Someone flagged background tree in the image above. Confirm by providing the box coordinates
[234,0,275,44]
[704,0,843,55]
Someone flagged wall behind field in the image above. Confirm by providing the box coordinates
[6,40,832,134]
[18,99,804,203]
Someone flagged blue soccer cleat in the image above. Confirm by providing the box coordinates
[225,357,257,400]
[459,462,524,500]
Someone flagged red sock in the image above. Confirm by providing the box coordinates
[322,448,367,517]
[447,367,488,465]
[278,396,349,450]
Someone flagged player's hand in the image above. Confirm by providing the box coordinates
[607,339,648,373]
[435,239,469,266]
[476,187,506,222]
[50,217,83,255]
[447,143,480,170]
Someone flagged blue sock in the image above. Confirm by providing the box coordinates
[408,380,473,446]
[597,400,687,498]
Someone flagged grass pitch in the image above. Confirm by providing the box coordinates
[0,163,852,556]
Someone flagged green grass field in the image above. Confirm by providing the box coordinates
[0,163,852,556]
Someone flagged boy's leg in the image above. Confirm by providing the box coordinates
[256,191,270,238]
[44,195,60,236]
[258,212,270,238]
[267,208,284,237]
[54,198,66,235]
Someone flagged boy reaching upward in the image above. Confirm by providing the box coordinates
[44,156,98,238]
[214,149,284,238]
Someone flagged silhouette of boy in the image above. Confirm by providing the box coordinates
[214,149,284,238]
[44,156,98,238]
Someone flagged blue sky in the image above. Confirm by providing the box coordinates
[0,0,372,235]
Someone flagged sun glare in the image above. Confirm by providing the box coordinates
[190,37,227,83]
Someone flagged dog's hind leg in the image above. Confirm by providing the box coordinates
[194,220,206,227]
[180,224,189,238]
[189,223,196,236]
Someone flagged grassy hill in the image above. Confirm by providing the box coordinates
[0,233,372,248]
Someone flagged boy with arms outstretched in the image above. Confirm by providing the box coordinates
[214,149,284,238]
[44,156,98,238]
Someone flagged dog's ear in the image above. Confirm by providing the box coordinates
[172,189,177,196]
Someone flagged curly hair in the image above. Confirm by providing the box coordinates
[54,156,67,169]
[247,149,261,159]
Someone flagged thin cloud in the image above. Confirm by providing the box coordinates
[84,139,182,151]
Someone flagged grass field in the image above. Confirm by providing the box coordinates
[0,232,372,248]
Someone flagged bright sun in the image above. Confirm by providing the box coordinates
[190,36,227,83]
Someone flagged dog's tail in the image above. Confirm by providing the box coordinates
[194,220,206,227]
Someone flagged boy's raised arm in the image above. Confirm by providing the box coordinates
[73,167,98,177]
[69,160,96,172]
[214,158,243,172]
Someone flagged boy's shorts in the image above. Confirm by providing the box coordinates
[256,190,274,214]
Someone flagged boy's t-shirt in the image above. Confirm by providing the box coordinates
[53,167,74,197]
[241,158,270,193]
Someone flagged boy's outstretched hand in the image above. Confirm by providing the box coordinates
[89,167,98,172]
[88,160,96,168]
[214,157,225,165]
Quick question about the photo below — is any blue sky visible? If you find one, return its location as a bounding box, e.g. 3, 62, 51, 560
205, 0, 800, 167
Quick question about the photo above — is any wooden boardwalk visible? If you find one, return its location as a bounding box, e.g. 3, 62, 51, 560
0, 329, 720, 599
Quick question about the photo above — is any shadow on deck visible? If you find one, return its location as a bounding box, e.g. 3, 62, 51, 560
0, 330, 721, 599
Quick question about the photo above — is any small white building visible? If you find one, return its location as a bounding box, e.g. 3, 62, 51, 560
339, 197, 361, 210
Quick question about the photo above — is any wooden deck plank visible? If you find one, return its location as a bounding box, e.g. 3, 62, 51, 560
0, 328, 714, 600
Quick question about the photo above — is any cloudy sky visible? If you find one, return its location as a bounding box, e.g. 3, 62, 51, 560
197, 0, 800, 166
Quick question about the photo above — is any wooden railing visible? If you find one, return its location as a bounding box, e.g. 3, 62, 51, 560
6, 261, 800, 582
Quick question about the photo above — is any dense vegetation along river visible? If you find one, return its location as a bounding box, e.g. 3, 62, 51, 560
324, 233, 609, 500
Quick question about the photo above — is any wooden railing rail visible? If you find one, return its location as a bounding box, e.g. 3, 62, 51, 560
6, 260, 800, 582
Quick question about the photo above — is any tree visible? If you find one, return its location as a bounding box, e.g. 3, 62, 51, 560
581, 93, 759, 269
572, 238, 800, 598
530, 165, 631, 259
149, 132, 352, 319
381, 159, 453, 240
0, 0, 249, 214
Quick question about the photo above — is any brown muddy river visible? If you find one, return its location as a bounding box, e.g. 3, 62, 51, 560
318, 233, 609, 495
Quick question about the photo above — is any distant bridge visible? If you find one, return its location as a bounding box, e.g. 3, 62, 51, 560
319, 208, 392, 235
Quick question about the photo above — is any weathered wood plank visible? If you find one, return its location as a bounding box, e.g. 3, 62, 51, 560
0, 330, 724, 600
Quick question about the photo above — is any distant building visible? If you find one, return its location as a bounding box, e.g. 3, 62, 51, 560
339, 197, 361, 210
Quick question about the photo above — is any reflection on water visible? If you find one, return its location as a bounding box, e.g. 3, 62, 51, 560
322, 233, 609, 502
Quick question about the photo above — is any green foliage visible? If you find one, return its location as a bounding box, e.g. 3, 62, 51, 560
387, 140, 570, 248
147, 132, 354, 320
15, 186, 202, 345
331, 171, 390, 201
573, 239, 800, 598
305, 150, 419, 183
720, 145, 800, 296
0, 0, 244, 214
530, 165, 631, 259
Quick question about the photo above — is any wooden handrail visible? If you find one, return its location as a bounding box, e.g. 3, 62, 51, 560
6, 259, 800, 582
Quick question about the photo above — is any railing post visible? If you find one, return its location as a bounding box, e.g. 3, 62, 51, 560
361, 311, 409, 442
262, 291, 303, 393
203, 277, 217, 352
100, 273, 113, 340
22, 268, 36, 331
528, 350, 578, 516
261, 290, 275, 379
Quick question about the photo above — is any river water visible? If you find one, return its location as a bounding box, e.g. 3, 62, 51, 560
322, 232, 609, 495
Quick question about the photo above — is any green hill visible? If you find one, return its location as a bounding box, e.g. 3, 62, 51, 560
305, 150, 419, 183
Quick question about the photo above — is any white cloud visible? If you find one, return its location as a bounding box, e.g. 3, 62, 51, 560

::::

**Directive**
Format all of the material above as a numbered list, leaving out any blank lines.

**Correct answer**
1. Someone flagged background tree in the image above. Confirm by providing the box coordinates
2. [234,0,275,44]
3. [704,0,843,55]
4. Someone flagged wall behind field in the image above. Confirm by providing the box coordinates
5. [6,40,832,134]
6. [18,99,804,203]
7. Someone flagged blue soccer cleat in the image above. Confirm by providing the box coordinates
8. [225,357,257,400]
9. [459,462,524,500]
10. Someone flagged red sock in the image above. Confirm by providing the box coordinates
11. [322,448,367,517]
12. [447,367,488,465]
13. [278,396,349,450]
14. Someone flagged player's hand in the image above. Confirm by providing the box coordinates
15. [607,339,648,373]
16. [435,239,469,266]
17. [476,187,506,222]
18. [50,217,83,255]
19. [447,143,480,170]
20. Someone flagged blue sock in the image above. Confirm by providing the box coordinates
21. [408,380,473,446]
22. [597,400,687,498]
23. Someone flagged grass pitch in the image above. Confirm by providing the box coordinates
24. [0,163,852,556]
25. Someone flagged green grass field in the image above. Confirm by providing the box coordinates
26. [0,163,852,556]
27. Someone flagged boy's leg in the image above. Confirm by providing the box coordinates
28. [256,191,270,238]
29. [44,195,60,236]
30. [258,212,270,238]
31. [267,208,284,237]
32. [54,198,66,235]
33. Someone flagged boy reaching upward in the image above. Confirm by providing the box coordinates
34. [44,156,98,238]
35. [214,149,284,238]
36. Someone flagged silhouette of boy in the image above. Confirm by providing the box coordinates
37. [214,149,284,238]
38. [44,156,98,238]
39. Someone flagged blue sky in the image above. Confirm by providing the box coordinates
40. [0,0,372,235]
41. Someone flagged sun glare in the image above. Confirm by providing the box coordinates
42. [190,37,227,83]
43. Someone flagged dog's hind leg in the image above. Confirm by providing the box coordinates
44. [194,220,206,227]
45. [180,224,189,238]
46. [189,223,196,236]
47. Someone flagged grassy hill in the image above. Confirm by providing the box coordinates
48. [0,233,372,248]
49. Someone flagged boy with arms outstretched in the image above. Confirm by providing the box coordinates
50. [214,149,284,238]
51. [44,156,98,238]
52. Someone flagged dog's ear in the image above. Confirm by providing the box coordinates
53. [172,189,177,196]
54. Someone flagged curly hair in the image above. Confirm by providing the box coordinates
55. [54,156,67,169]
56. [247,149,261,159]
57. Someone flagged thin cloud in the image above. Confirm by providing the box coordinates
58. [84,139,182,151]
59. Someone flagged grass field in the image above. Confirm by providing the box coordinates
60. [0,232,372,248]
61. Someone flagged bright sun in the image above. Confirm by providing the box coordinates
62. [190,36,227,83]
63. Someone flagged dog's tail in the image above. Confirm by providing the box coordinates
64. [194,220,206,227]
65. Someone flagged boy's raised arm in the image above. Confirm by providing the box coordinates
66. [73,167,98,177]
67. [69,160,96,172]
68. [214,158,243,172]
69. Someone flagged boy's shorts in the image above. Confirm by providing the box coordinates
70. [256,190,274,214]
71. Someone flagged boy's t-shirt in the image above. Confirm by providing the box coordinates
72. [53,167,74,197]
73. [241,158,270,193]
74. Someone flagged boy's outstretched hand in the image above. Confirm by providing the box coordinates
75. [89,167,98,172]
76. [88,160,96,168]
77. [214,157,225,165]
78. Quick question about the photo below — is any blue sky visible? If you find one, return its location as a bounding box, e.g. 3, 62, 51, 560
79. 205, 0, 800, 167
80. Quick question about the photo above — is any wooden boardwalk visible? If you find one, return its location as a bounding box, e.g. 3, 62, 51, 560
81. 0, 329, 720, 599
82. Quick question about the photo above — is any shadow on deck visible? If you find one, return its location as a bounding box, e.g. 3, 62, 51, 560
83. 0, 330, 721, 599
84. Quick question about the photo above — is any small white building visible? If you find one, return its location as a bounding box, e.g. 3, 62, 51, 560
85. 339, 197, 361, 210
86. Quick question about the photo above — is any wooden deck plank visible? If you find one, return its location as a bounding box, e.g. 3, 62, 51, 560
87. 0, 328, 714, 600
88. Quick question about the photo above — is any cloudy sky visible? If you find one, return its location as a bounding box, e.g. 3, 62, 51, 560
89. 197, 0, 800, 166
90. Quick question about the photo above — is any wooden railing visible? If you find one, return its location as a bounding box, e.g. 3, 62, 51, 560
91. 6, 261, 800, 582
92. Quick question about the photo above — is any dense vegetation along river visible? If you find one, return its location as a bounding box, e.g. 3, 62, 51, 560
93. 324, 233, 609, 500
94. Quick question about the photo above — is any wooden railing rail visible? If you find one, return its location as a bounding box, e.g. 3, 62, 51, 560
95. 6, 260, 800, 582
96. Quick question about the photo above — is any tree visible? If you find one, return its location as a bounding box, e.g. 3, 62, 51, 560
97. 581, 93, 759, 269
98. 572, 238, 800, 598
99. 530, 165, 631, 259
100. 149, 132, 352, 319
101. 381, 159, 453, 240
102. 0, 0, 249, 214
103. Quick question about the photo above — is any brown muddy river visible? If you find one, return its location as a bounding box, e.g. 3, 62, 51, 560
104. 318, 233, 609, 495
105. Quick question about the photo above — is any distant bridge visible? If you find one, return its location as a bounding box, e.g. 3, 62, 51, 560
106. 319, 208, 392, 235
107. Quick question about the photo above — is any weathered wood plank visible? If you find one, return its location as a bounding box, e.g. 3, 62, 51, 560
108. 0, 330, 724, 600
109. Quick question about the photo above — is any distant building visible? If you find one, return its location as a bounding box, e.g. 3, 62, 51, 560
110. 339, 197, 361, 210
111. Quick question about the photo above — is any reflection on water visible? If you find one, return its location as a bounding box, e.g. 3, 62, 51, 560
112. 322, 233, 609, 502
113. Quick question about the photo above — is any green foliage visible? If you find one, return its location as a bounding box, e.g. 3, 62, 51, 560
114. 387, 140, 570, 248
115. 147, 132, 354, 320
116. 15, 186, 202, 345
117. 331, 171, 390, 201
118. 573, 239, 800, 598
119. 305, 150, 419, 183
120. 720, 145, 800, 296
121. 0, 0, 244, 214
122. 530, 165, 631, 259
123. Quick question about the photo above — is any wooden handrail visible? If you find one, return its location as a bounding box, e.g. 3, 62, 51, 560
124. 6, 259, 800, 582
125. Quick question about the photo above — is any railing post visible? If you find one, return its location as a bounding box, e.g. 3, 62, 51, 560
126. 361, 311, 409, 442
127. 262, 291, 303, 393
128. 203, 277, 217, 352
129. 100, 273, 113, 340
130. 22, 268, 36, 331
131. 528, 350, 578, 516
132. 261, 290, 275, 379
133. Quick question about the photo above — is any river water visible? If you find one, return its location as a bounding box, e.g. 3, 62, 51, 560
134. 322, 232, 609, 495
135. Quick question about the photo above — is any green hill visible? If you find one, return its location as a bounding box, e.g. 3, 62, 51, 560
136. 305, 150, 419, 183
137. Quick question about the photo above — is any white cloud visible? If you find one, return its location as a bounding box, e.g. 3, 62, 51, 560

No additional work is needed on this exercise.